• [Exercise material]:
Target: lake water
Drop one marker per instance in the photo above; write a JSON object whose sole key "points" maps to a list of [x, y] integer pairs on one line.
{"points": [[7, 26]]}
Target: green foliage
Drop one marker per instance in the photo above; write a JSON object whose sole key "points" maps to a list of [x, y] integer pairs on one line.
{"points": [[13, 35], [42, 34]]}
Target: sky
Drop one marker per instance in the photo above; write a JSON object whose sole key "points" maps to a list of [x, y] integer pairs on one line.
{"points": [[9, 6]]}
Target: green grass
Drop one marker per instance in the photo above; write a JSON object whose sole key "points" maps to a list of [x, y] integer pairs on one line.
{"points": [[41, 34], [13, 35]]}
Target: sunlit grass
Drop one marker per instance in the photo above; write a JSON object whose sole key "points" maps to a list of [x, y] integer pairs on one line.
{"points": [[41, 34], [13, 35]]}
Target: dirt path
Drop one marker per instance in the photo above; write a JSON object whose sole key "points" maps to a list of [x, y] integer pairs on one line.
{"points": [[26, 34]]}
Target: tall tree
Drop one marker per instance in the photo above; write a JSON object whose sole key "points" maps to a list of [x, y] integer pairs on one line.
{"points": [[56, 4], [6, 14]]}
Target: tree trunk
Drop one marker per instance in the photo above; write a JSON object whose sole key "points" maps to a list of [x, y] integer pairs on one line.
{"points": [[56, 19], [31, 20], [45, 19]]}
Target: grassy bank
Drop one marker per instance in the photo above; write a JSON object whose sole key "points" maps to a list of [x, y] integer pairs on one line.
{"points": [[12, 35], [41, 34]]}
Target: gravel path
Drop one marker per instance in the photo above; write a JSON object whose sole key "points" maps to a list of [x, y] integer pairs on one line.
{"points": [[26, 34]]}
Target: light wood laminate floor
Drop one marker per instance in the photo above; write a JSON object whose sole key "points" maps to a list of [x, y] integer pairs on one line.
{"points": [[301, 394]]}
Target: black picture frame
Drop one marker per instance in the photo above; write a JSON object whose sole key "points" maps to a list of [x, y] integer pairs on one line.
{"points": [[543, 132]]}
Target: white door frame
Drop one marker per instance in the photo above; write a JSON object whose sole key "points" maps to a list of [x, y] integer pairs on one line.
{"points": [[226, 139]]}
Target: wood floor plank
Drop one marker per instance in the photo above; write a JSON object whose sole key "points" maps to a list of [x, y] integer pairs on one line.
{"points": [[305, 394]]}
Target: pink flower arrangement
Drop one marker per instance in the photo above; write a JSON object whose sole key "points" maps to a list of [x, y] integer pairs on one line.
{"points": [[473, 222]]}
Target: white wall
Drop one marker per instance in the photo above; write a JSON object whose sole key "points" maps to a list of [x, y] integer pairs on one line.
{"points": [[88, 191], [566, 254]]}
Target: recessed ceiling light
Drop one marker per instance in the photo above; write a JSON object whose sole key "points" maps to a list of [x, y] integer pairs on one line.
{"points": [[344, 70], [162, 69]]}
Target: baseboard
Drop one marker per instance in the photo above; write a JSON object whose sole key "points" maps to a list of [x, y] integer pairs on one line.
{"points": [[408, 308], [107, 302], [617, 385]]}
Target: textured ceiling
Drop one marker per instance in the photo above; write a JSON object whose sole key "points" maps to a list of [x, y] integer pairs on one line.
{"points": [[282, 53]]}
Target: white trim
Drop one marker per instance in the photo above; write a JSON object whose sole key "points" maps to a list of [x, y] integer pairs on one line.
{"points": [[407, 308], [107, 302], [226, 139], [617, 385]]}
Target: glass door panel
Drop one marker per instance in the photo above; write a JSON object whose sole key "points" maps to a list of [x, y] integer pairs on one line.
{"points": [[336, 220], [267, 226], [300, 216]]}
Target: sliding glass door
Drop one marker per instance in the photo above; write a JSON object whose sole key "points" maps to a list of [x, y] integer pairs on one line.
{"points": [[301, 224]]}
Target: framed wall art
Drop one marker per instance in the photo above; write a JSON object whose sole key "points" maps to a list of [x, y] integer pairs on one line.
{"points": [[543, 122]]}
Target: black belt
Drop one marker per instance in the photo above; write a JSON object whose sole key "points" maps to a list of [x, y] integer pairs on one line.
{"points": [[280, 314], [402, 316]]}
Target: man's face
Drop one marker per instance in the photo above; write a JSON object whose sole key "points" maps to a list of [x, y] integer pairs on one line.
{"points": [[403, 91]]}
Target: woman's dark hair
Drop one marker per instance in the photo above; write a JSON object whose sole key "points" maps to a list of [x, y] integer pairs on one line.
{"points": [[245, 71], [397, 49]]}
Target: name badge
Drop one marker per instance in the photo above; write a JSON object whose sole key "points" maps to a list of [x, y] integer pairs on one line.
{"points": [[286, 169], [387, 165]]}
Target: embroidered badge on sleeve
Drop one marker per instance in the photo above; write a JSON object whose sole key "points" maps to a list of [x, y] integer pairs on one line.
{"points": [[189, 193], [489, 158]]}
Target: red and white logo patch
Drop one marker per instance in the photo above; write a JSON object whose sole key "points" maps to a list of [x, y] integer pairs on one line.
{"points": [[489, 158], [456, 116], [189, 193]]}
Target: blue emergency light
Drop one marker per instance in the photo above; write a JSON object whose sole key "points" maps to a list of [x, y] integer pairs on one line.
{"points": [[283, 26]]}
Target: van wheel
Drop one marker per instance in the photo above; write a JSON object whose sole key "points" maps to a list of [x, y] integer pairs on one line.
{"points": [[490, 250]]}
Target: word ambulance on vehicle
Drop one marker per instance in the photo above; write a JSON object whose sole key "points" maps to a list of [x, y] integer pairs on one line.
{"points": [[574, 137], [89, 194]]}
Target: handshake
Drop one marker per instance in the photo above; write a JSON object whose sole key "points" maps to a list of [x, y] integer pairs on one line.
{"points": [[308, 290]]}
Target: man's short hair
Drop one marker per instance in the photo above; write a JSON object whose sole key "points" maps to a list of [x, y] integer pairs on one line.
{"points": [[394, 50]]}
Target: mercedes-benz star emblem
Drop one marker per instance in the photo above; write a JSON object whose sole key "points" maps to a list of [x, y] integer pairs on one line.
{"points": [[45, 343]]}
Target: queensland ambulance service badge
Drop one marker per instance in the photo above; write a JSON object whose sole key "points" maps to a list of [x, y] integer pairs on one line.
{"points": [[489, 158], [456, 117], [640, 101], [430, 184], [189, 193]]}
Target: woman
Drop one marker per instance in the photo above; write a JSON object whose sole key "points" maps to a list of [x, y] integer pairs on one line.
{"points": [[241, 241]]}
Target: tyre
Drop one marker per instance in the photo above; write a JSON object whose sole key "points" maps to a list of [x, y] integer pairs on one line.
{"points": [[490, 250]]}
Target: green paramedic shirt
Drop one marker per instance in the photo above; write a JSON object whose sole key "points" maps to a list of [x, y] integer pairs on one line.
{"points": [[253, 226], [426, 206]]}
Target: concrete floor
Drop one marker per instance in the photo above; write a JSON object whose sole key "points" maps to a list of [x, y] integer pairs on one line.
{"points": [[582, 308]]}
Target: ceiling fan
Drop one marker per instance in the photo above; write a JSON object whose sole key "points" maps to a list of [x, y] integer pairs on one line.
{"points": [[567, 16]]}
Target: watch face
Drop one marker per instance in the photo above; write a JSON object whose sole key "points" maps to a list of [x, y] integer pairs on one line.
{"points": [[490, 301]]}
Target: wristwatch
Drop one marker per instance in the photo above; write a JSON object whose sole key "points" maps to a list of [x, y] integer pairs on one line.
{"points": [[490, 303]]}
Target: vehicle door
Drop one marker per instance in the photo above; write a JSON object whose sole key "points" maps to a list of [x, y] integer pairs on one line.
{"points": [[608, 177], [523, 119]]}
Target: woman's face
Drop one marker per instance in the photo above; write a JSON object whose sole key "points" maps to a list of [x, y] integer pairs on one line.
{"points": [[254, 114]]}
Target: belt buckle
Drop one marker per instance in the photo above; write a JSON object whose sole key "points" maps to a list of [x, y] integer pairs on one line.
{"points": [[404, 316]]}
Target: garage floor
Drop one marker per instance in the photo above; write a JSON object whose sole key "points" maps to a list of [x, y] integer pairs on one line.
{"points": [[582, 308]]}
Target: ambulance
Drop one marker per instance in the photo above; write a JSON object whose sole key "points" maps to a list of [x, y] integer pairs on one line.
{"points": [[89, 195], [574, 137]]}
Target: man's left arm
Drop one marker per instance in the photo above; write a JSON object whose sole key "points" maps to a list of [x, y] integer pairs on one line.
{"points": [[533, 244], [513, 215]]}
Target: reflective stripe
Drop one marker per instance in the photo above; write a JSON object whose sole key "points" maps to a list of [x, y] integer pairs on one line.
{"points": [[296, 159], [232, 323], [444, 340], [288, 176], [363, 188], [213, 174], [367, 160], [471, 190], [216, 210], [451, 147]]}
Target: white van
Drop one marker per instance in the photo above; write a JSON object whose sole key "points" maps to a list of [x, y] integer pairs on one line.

• [Your goal]: Give back the lines above exactly, from the one with "Target: man's left arm" through the last line.

• [Solution for this task]:
Target: man's left arm
Drop one marker per instance in the photo above; write a JSON object whose sole key "points" maps to a list of [x, y] integer pairs on one line.
{"points": [[533, 244], [513, 215]]}
Target: reflective stripe
Drop one marker per instance in the photo above; write a JSON object whose sole key "points" maps to a list of [x, y] integer pairs on one line.
{"points": [[296, 159], [232, 323], [444, 340], [288, 176], [363, 188], [213, 174], [367, 160], [471, 190], [216, 210], [451, 147]]}
Target: white van
Drop one marker per instance in the photo above; write a JSON object whose sole key "points" maps to a list of [x, y] integer pairs on one line.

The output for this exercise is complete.